- [TÂCHE 1]
Recopiez à l'identique les lignes des enregistrements, de la ligne contenant « Target gate latch » jusqu'à la ligne contenant « [574,292,672,424] », ces deux lignes incluses. Laissez les images de côté dans votre réponse.

─── EXTRAIT DE PAGE

Après Tapes où nous avons passé une nuit et Cassino où nous avons essuyé un beau plantage du Land, on continue la route du sud en longeant la côte mais par la grosse nationale et non plus par la piste sur la plage! Nous roulons entre des lagunes et la mer.
Nous croisons un panneau sur la route: « campement indigène ». On se demande ce que cela peut être. 500 m plus loin nous voyons des cabanes d'indiens vendant de la vannerie. Plus loin encore sur la même route, autre panneau, autre monde: artisanat gaucho... On ne mélange pas les torchons et les serviettes... Décidément le rapport à l'Histoire antérieure à la colonisation n'a pas l'air simple. C'est assez terrible quand même de zapper de cette façon plusieurs siècles de vie, de culture, de savoirs faires.
Nous décidons de nous arrêter à la station écologique du Taim, entre « La lagoa do Mirim » et la mer, avec l'envie de marcher de nouveau sur de beaux sentiers de randonnées comme à Misiones. L'entrée du parc est magnifique et nous sommes accueillis par les carpinchos, les chevaux et les troupeaux de bovins dans une belle lumière de fin de journée. Malheureusement, nous apprenons que le parc n'est pas visitable car tous les terrains sont privés. Il n'y a pas de sentiers aménagés au public. Nous sommes très déçus et nous nous mettons à la recherche du bivouac du soir. Nous nous installons sur un chemin peu fréquenté. Un motard passe, s'arrête pour nous dire bonsoir et nous propose de dormir dans son estancia. Nous acceptons volontiers et nous nous retrouvons chez Ibir, Daniela et leur fille: Ana Carolini, sur un terrain magnifique en pleine nature, à des kms de la moindre habitation.
La maison est dans une zone humide. Ne me demandez pas pourquoi mais il y a, dans cette partie du globe, énormément de troupeaux de bovins se baladant les pattes dans l'eau. Les marécages voisinant leur demeure sont gavés d'oiseaux en tous genres et nous nous régalons à les observer ou à les voir passer à côté de nous. Il y a également des crocodiles mais nous n'en avons pas croisés.

──────
─── DONNÉES FOURNIES

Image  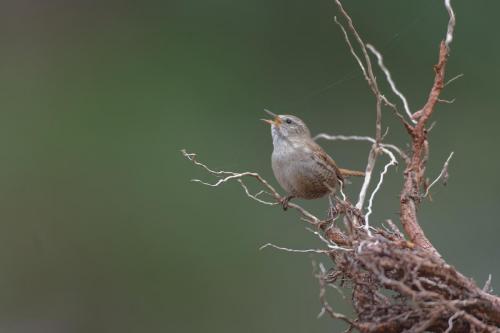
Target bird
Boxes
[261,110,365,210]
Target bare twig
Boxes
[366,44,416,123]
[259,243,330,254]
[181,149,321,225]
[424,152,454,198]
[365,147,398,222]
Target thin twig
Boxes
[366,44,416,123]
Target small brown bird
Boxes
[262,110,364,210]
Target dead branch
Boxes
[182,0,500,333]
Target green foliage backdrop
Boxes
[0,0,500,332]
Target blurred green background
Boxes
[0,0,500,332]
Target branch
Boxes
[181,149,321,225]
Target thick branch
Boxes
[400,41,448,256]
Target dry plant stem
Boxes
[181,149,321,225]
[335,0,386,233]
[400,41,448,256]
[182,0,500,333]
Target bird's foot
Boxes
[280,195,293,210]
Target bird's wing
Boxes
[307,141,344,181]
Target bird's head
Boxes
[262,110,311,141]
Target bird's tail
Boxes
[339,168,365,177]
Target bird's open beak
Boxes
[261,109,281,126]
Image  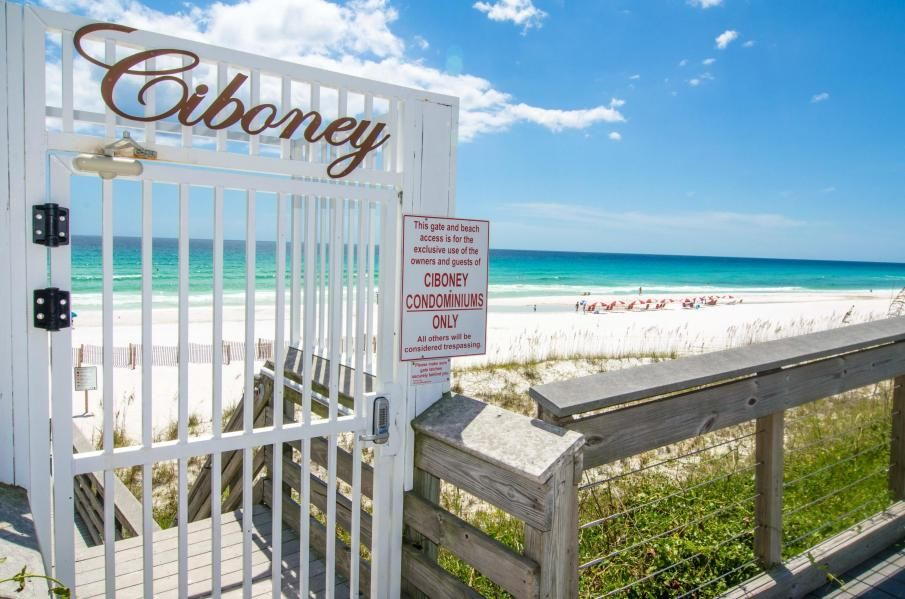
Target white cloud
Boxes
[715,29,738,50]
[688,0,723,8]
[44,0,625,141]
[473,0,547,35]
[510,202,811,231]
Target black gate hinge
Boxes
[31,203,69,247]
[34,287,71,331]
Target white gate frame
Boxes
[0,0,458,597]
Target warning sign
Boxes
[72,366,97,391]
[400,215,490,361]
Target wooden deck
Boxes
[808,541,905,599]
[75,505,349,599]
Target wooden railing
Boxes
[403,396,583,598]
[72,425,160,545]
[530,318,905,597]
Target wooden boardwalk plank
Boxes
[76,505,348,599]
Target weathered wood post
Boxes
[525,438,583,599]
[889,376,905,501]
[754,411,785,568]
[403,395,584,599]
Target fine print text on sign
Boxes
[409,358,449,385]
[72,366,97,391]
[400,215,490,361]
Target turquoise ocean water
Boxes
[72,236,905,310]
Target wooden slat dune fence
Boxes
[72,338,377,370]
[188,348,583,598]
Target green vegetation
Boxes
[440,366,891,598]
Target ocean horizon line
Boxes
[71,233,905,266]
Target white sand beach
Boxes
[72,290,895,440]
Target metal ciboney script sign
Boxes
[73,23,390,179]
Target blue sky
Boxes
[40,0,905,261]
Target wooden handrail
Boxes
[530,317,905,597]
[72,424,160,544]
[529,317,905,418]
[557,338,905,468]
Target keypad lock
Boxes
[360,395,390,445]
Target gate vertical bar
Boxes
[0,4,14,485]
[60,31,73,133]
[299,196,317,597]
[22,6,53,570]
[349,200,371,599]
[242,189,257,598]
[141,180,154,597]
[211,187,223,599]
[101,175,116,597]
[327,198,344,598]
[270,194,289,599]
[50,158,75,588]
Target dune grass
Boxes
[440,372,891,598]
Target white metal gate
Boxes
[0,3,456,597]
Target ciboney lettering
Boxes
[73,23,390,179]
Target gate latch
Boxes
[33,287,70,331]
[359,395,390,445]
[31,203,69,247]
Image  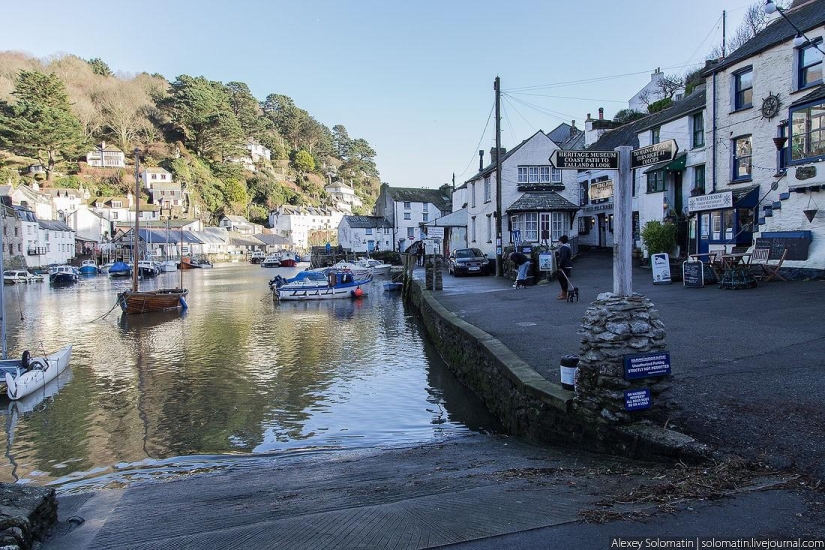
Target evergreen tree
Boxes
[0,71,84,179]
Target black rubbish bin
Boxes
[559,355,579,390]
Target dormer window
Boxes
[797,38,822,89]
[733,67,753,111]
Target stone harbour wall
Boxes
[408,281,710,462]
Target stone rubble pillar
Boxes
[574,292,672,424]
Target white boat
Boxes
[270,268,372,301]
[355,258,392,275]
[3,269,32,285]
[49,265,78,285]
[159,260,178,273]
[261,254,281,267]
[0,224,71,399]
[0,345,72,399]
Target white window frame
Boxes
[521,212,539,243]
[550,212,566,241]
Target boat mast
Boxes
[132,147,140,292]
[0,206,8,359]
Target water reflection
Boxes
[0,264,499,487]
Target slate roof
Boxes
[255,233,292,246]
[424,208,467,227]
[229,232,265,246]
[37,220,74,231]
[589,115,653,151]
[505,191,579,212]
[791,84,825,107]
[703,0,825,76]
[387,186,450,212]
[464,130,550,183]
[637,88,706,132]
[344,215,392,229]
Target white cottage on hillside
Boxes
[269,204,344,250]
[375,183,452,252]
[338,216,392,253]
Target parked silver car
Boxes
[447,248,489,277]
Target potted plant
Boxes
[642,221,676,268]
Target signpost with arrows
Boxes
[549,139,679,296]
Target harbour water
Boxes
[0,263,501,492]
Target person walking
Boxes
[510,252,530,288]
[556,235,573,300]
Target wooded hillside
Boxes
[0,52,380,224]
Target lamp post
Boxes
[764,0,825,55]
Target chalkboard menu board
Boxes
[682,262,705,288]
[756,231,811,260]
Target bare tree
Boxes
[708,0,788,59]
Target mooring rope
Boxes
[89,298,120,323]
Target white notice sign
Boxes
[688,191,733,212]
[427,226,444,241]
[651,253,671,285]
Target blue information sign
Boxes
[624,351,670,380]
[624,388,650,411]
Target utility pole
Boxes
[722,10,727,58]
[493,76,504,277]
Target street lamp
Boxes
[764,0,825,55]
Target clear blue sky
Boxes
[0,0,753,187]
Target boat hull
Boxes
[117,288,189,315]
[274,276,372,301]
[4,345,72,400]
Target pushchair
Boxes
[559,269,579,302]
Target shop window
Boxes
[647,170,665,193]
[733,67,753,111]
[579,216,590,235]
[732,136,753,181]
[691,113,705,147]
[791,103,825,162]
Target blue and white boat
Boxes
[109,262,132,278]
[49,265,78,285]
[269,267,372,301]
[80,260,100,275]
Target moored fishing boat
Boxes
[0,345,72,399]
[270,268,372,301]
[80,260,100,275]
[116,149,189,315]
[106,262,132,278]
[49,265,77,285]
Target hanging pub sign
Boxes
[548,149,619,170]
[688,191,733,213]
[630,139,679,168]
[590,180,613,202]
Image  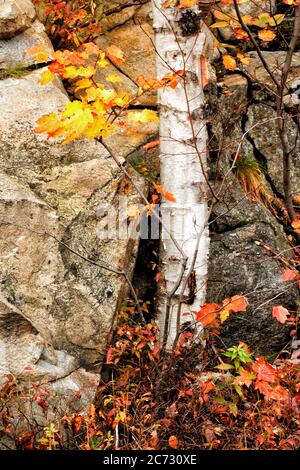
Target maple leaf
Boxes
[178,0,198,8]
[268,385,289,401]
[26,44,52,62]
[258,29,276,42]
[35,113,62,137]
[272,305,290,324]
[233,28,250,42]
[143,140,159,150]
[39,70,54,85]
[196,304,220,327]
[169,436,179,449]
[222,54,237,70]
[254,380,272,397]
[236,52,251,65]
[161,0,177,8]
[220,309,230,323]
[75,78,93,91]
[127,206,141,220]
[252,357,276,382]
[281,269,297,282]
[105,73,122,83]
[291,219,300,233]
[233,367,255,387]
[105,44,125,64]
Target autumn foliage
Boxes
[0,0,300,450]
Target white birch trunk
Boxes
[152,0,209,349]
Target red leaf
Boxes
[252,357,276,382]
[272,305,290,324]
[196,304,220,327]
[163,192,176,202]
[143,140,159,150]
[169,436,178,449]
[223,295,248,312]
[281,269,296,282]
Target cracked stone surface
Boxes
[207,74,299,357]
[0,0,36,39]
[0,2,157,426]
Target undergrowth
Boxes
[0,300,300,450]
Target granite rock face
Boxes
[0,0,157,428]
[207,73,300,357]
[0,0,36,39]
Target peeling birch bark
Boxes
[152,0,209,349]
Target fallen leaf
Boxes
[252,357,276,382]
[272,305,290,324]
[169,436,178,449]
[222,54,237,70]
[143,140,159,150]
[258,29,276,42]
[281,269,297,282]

──────
─── DONNÉES FOURNIES

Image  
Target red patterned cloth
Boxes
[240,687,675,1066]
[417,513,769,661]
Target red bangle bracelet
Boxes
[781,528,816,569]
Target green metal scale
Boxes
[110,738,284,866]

──────
─── DONNÉES FOURNIES

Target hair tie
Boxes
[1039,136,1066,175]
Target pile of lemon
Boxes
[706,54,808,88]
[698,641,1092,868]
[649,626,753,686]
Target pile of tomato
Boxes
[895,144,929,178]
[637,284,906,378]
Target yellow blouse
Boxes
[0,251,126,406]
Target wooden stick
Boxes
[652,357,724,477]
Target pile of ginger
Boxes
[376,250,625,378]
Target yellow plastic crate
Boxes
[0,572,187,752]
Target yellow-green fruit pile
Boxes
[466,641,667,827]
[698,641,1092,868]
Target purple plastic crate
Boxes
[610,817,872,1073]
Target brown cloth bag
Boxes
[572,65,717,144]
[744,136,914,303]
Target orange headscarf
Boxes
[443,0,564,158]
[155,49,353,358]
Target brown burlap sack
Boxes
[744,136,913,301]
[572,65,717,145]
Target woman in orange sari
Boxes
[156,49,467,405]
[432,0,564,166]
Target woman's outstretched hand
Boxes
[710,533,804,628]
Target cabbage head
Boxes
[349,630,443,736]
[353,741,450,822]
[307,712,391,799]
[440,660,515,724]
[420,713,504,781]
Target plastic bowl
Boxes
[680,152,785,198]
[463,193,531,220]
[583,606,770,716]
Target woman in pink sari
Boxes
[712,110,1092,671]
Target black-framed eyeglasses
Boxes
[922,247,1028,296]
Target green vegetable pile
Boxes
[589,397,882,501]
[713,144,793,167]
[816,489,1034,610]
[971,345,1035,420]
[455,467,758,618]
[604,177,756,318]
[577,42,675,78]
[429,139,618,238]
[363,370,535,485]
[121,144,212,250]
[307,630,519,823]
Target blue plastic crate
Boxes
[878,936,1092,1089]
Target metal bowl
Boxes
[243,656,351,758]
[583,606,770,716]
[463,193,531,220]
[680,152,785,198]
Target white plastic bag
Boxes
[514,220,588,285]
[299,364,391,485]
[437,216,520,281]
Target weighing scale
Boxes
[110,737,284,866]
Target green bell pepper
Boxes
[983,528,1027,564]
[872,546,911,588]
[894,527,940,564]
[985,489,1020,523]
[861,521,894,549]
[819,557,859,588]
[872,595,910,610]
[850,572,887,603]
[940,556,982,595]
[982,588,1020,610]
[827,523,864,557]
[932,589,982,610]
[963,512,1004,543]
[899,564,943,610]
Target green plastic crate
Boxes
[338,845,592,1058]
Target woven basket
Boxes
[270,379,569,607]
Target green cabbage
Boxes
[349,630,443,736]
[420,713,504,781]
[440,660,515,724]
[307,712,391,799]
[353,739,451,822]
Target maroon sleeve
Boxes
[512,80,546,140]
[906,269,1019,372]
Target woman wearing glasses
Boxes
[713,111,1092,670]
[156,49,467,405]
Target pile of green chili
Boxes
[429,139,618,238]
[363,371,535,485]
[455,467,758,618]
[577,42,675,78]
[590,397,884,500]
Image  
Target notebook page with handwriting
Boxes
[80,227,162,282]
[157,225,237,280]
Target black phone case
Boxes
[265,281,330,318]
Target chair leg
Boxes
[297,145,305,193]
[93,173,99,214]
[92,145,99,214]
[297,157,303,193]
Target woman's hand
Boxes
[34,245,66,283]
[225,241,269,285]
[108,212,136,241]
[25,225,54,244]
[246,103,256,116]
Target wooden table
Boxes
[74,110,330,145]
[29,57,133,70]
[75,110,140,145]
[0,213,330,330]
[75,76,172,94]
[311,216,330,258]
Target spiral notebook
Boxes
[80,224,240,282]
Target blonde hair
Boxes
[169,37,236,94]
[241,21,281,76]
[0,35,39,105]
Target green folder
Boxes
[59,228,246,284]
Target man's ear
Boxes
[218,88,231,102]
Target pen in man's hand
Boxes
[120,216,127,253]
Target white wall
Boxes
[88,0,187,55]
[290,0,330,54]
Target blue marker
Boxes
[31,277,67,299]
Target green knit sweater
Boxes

──────

- [TÂCHE 2]
Selon l'extrait de page, pour quelle raison la station écologique du Taim ne se visite-t-elle pas ?

- [RÉPONSE FINALE 1]
Target gate latch
Boxes
[33,287,70,331]
[359,395,390,445]
[31,203,69,247]
Image  
Target evergreen tree
Boxes
[0,71,84,179]
Target black rubbish bin
Boxes
[559,355,579,390]
Target dormer window
Boxes
[797,38,822,89]
[733,67,753,111]
Target stone harbour wall
Boxes
[408,281,710,462]
Target stone rubble pillar
Boxes
[574,292,672,424]

- [RÉPONSE FINALE 2]
Parce que tous les terrains sont privés.